The push for health care pricing transparency has been gaining steam for the past couple of years. Progress has so far been measured in inches rather than miles, but this may change if the Trump administration has a say. The President is expected to release an executive order addressing health care pricing transparency which, if enacted, would require health care organizations to disclose pricing information to patients and employers, enabling them to view negotiated rates between insurance providers, hospitals, and doctors.
Challenges in Enforcing Price Transparency
This isn’t the administration’s first foray into improving health care pricing transparency. The President signed two bills into law in 2018, the Know the Lowest Price Act and the Patients’ Right to Know Drug Prices Act. These bills eliminated pharmacy gag clauses that prohibited pharmacists from letting consumers know if they could save money by paying for their prescriptions out-of-pocket rather than relying on their insurance company. And the Department of Health and Human Services announced just this month that prescription drug ads airing on television will be required to include pricing.
While these are good starts, there is still much work to be done to ensure prescription drug price transparency. The prescription drug rebate system, for one, could use a complete overhaul. And drug price transparency in and of itself isn’t enough to effect change in the competitive marketplace; consumers would benefit from additional information, such as knowing which medications are most effective for certain conditions. Key players such as MedSavvy are making an effort to tackle this problem, and the federal government is supporting a number of initiatives that would publicize information for consumers.

Problem set>
**A)** In the text on health care pricing transparency, which two bills did the President sign into law in 2018?
**B)** Continue the text on health care pricing transparency, picking up after its final sentence.

Natural-language object grounding data>

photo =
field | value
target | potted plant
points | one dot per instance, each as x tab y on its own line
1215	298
* * *
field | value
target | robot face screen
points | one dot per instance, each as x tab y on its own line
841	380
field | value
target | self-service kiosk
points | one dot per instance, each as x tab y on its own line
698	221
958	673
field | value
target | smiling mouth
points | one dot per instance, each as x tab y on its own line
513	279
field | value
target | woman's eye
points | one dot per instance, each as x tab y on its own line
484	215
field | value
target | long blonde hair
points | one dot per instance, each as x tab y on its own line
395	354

Answers to the problems>
**A)** The Know the Lowest Price Act and the Patients' Right to Know Drug Prices Act.

**B)**
Another goal of the Trump administration is to provide information on the quality of physician practices serving Medicare beneficiaries. A website called Physician Compare has been set up by the Centers for Medicare and Medicaid Services, and while it’s a step in the right direction, only about 20 percent of physicians are currently listed in the database and, because reporting is voluntary, the site doesn’t paint a full picture.
The government began requiring all hospitals in the U.S. to post price lists for their services and products online starting January 1. However, this law has yet to be enforced – and given the propensity for using acronyms, abbreviations, billing codes, and medical jargon, there is debate over whether these price lists are helping patients or confusing them.
Despite these challenges, the administration is moving full speed ahead to continue to implement changes in order to make the patient experience a more positive one. The end goal is to convince consumers that it’s worthwhile to comparison shop for health care services, something they have traditionally resisted.